== What you will do ==
1. Answer these questions from the blog post on the movie Bottle Shock:
(a) For how long does the writer plan to travel California's wine country?
(b) Which other movie does the writer group with Bottle Shock in a sub-genre of wine-lovers' movies?
(c) What date is given at the top of the post?
2. In the blog post on Bottle Shock, write out everything from "August 12, 2009" down to "just as human.", swapping "California's" for "Oregon's".
3. Write the next part of the blog post on the movie Bottle Shock, picking up after its last sentence.

== Extracted text ==
········

August 12, 2009

Bottle Shock

I've decided that one day, when I have a career and money, I am going to travel California's wine country for a couple of weeks. Drinking in the beautiful scenery--spitting out the wine samples--and who knows what else. It sounds like an ideal vacation to me. A friend of mine recommended the movie Bottle Shock, which I guess will have to suffice as a means of vicariously experiencing wine country. Along with Sideways, Bottle Shock is part of a distinct sub-genre of wine-lovers' movies. I was intrigued by Sideways for its eccentric fascination with wine, but turned off by the two douche bag characters in the movie. So I liked Bottle Shock much more because it offered the same eccentric love of viniculture and characters who were far more likable and just as human.

········

== Information provided ==
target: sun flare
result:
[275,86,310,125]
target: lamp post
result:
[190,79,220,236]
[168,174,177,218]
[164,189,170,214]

········

== Responses per task ==
1.
(a) A couple of weeks.
(b) Sideways.
(c) August 12, 2009.

2.
August 12, 2009

Bottle Shock

I've decided that one day, when I have a career and money, I am going to travel Oregon's wine country for a couple of weeks. Drinking in the beautiful scenery--spitting out the wine samples--and who knows what else. It sounds like an ideal vacation to me. A friend of mine recommended the movie Bottle Shock, which I guess will have to suffice as a means of vicariously experiencing wine country. Along with Sideways, Bottle Shock is part of a distinct sub-genre of wine-lovers' movies. I was intrigued by Sideways for its eccentric fascination with wine, but turned off by the two douche bag characters in the movie. So I liked Bottle Shock much more because it offered the same eccentric love of viniculture and characters who were far more likable and just as human.

3.
Chris Pine, who we all know from Star Trek, plays an aimless young man who works on his father's Napa vineyard. His dad (Bill Pullman) is tired, disappointed with himself for leaving a law firm to make his own wine, and facing insurmountable piles of debt. Meanwhile, a condescending British wine connoisseur (Alan Rickman) is facing problems of his own in France, where he runs a school for wine studies. Rickman reluctantly ventures to California's wine country, a term he acknowledges with not a little disdain, and tries to discern whether or not those unsophisticated Americans are actually making anything worth spitting into a tin cup after you sample it and describe the taste with phrases like "firm, robust, full of body, and a hint of tangerine." Essentially, it's Amadeus all over again, and Chris Pine is the delightfully mad genius to Rickman's taciturn, irretrievably jealous Salieri.

At first Bottle Shock appears a meandering tale of some folks who love wine. However, the more I got into the movie, I began to really enjoy its idiosyncratic subject matter. Combining Alan Rickman's tasteful Britishness and Chris Pine's whole "I thought showering was optional" persona is just eccentric enough to suit a movie which finds its roots in both French haute culture and 1970s Western Americana. Even Bill Pullman is good--and usually I find him to be somewhat subdued. Freddy Rodriguez co-stars as Pine's buddy, a natural-born vintner who's got his own dreams about making wine. Rodriguez is sort of the James Dean of the cast. He gets taunted with but never gets the glory or the girl.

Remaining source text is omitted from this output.